Text block.

⁂

Cruel fallout for kids with disabilities
Pandemic and bureaucracy leave thousands with no service: report
Thousands of city infants and toddlers with developmental disabilities missed out on crucial support services through the federally mandated Early Intervention program during the pandemic, a new report says.
Between 3,000 and 6,000 fewer city youngsters enrolled last year in supportive services like speech and physical therapy than in previous years after referrals from pediatricians plummeted by more than 80% at the peak of the pandemic, an analysis from Advocates for Children found.
“Infants and toddlers cannot afford to wait for critically important Early Intervention services,” said Kim Sweet, Advocates for Children’s executive director. “The state and city need to take quick action to ensure young children with developmental delays and disabilities get the services they need right away.”
Federal law guarantees free support for youngsters from birth through age 3 with developmental disabilities like autism through the Early Intervention program, which is managed by the state and city Health departments. Diagnosing disabilities early and starting intervention services at a young age can dramatically improve future academic and social outcomes.
But referrals to Early Intervention and initial diagnoses often come from pediatrician visits — and those visits mostly stopped when New York locked down in March.
As a result, the number of referrals over a four-week period from late March to late April 2020 dropped by 82% compared to the same period in 2019 — from an average of nearly 750 youngsters referred each week in spring 2019 to just 135 referrals a week in spring 2020.
“I’ve never seen a dip like this,” said Marianne Giordano, the senior vice president at Adapt Community Services, an organization that provides Early Intervention services.
“I would say it has dramatically impacted us by more than half or three-fourths the number of children typically referred to us,” Giordano added.
While some of the drop in referrals was unavoidable, Giordano said state officials created needless logistical hurdles by forcing families to turn in hard-copy paperwork
rather than allowing them to submit signatures electronically.
“They expected families to print hard copies in their own homes, sign them and send them back,” Giordano said. “I’ve never seen a funding source who has absolutely turned their back on seeing how we can make this work.”
State health officials said their agency has “flexibility” to allow documentation requirements to be met in the pandemic.
Families already enrolled in early intervention services when the coronavirus hit also had difficulty accessing them, advocates, parents and providers said.
Therapy shifted mostly online in March, but scores of city families lacked the tech devices and reliable internet access to participate. And unlike the city Education Department, which purchased more than 400,000 internet-enabled iPads for schoolaged kids, the government agencies overseeing services for youngsters with disabilities offered minimal direct tech support, families said.
“We live in a shelter, we don’t have internet ... my only option was my phone,” said Iliana Bustamante, the mother of a 3-yearold with autism who was receiving support when the pandemic began in March, in an interview with the Daily News.
“It was terrible. I fell into a depression,” Bustamante said of watching her son regress. “It was like he’d never received the services.”
City Health Department officials say they provided resources for families to obtain free and low cost smartphones.

⁂

Collected data entries:
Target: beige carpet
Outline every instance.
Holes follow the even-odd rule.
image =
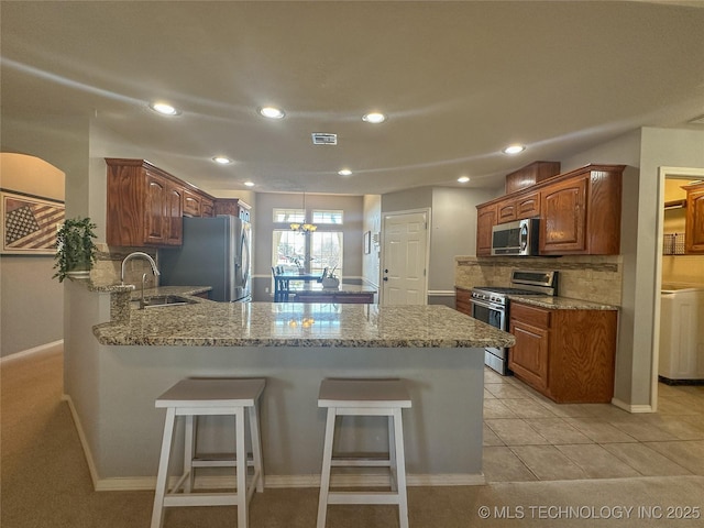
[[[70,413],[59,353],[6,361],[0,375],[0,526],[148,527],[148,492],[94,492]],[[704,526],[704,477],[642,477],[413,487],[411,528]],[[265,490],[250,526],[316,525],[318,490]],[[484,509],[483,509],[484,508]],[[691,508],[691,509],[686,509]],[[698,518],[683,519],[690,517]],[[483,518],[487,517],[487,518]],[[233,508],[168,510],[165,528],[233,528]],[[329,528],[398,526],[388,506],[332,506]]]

⁂

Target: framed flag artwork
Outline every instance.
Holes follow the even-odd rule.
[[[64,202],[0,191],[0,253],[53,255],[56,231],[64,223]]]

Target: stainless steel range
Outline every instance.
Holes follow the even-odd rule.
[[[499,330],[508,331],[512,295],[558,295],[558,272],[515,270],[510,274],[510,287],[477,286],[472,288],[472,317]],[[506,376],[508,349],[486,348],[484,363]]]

⁂

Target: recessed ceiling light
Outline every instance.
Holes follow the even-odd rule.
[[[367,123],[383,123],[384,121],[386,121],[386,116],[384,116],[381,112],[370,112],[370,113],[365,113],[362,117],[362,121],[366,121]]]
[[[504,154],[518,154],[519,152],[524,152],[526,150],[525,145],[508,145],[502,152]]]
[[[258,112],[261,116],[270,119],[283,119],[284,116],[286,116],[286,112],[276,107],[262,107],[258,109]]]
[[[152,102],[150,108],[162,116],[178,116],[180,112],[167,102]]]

⁂

What the task asks. In the article on Early Intervention services during the pandemic, how many internet-enabled iPads did the city Education Department purchase for school-aged kids?

Result of this exercise. More than 400,000.